**EXCERPTED PASSAGE**.
_ _ _ _ _ _ _

## Stream: new members

### Topic: Induction and well-founded recursion

#### Fox Thomson (Oct 14 2020 at 18:35):

'minimum' working example:

import data.fintype.basic

universes u v

variable {α : Type u}

structure ε_NFA (alphabet : Type u) :=
[alphabet_fintype : fintype alphabet]
(state : Type v)
[state_fintype : fintype state]
[state_dec : decidable_eq state]
(step : state → option alphabet → finset state)
(start : finset state)
(accept_states : finset state)

namespace ε_NFA

instance dec (M : ε_NFA α) := M.state_dec

instance fin₁ (M : ε_NFA α) : fintype α := M.alphabet_fintype
instance fin₂ (M : ε_NFA α) : fintype M.state := M.state_fintype

def step_set' (M : ε_NFA α) : finset M.state → option α → finset M.state :=
λ Ss a, finset.bind Ss (λ S, M.step S a)

_ _ _ _ _ _ _

**SUPPLIED MATERIAL**.
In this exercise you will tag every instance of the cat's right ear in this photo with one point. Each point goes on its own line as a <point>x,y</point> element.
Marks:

_ _ _ _ _ _ _

**EXERCISE PROMPT**.
Rewrite the forum post on the ε_NFA structure from "universes u v" to "(accept_states : finset state)", substituting "final_states" for every "accept_states".

**EXERCISE OUTPUT**.
universes u v

variable {α : Type u}

structure ε_NFA (alphabet : Type u) :=
[alphabet_fintype : fintype alphabet]
(state : Type v)
[state_fintype : fintype state]
[state_dec : decidable_eq state]
(step : state → option alphabet → finset state)
(start : finset state)
(final_states : finset state)